A couple of days ago we made our usual run to the store for a few groceries. Nothing special, but we did decide to treat ourselves to some ice cream. It was another really hot day, so we were looking forward to our treat and walked quickly home so it wouldn’t melt too much. Then it started – we couldn’t get the key into the lock on our door! Oh darn, but we’ll just call our coordinator who will summon someone to give us a hand. But, oh yeah, we left the cell phone to charge before we went to the store! Now we have a problem. Luckily we were able to wiggle the lock and key enough to get the key to fit and all was well. The ice cream was even salvageable. Lesson #1 – Make sure the deadbolt is turned all the way to the side. Lesson #2 - Don’t leave home without the cell phone, not even for a minute! But with lessons learned and ice cream in belly we chalked it up to experience and went upon our merry week, but the excitement didn’t end there.

> **What needs to be done**:
In the account of the grocery trip, what is the first lesson the writers list?

> **Source information**:

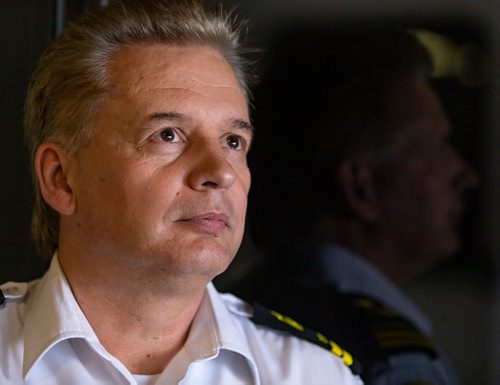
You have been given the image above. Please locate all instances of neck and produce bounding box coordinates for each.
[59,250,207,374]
==
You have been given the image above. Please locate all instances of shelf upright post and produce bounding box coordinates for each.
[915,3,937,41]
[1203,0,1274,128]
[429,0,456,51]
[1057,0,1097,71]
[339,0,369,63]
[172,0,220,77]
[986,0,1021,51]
--
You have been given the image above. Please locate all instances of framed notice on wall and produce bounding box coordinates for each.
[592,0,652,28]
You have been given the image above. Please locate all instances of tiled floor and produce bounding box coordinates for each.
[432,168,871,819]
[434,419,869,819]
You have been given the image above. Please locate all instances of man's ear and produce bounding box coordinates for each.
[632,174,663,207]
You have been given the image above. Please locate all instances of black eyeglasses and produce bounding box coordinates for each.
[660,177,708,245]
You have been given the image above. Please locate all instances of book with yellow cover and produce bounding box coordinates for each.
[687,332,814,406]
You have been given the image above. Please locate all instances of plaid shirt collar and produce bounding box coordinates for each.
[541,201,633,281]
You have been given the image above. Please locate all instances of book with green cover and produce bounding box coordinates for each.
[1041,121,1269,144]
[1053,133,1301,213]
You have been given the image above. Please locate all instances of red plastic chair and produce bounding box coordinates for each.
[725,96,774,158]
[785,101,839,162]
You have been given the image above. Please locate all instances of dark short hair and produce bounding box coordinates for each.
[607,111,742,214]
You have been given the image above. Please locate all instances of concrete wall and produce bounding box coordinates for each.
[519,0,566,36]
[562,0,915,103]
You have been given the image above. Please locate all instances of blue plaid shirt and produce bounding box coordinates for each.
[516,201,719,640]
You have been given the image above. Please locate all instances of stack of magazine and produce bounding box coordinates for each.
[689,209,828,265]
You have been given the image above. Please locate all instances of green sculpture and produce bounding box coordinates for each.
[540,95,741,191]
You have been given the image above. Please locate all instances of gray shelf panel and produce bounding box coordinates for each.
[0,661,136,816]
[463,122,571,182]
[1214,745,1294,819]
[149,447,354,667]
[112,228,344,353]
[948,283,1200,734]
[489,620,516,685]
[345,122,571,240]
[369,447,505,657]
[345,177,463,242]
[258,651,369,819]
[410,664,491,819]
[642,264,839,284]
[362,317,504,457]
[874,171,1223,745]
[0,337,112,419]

> **Answer box**:
Make sure the deadbolt is turned all the way to the side.